Every entry that appears below is to be output exactly.

****

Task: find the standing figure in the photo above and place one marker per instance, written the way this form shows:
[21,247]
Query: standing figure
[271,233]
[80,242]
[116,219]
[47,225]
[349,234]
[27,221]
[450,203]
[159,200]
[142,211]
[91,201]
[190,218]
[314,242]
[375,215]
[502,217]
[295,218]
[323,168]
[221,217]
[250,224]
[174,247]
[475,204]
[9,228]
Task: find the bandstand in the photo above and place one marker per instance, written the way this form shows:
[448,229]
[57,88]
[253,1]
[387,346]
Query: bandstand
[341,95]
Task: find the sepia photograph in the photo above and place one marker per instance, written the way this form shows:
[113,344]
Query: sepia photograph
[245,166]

****

= ANSWER BELOW =
Task: find the standing figure in the photo above and place one marker per instance, written the way this form shows:
[21,247]
Query: standing figure
[271,233]
[80,242]
[116,219]
[47,225]
[349,234]
[27,221]
[450,203]
[159,200]
[142,211]
[91,201]
[190,218]
[314,242]
[375,215]
[502,217]
[295,218]
[323,168]
[221,217]
[250,224]
[174,247]
[475,204]
[9,228]
Task: find the bandstand in the photo above and place one marker per instance, written the way this form shows:
[448,229]
[57,88]
[253,1]
[387,346]
Query: bandstand
[341,95]
Task: find the sepia photograph in the photo above and place one marker per instance, written the way this form shows:
[113,344]
Query: sepia photograph
[245,166]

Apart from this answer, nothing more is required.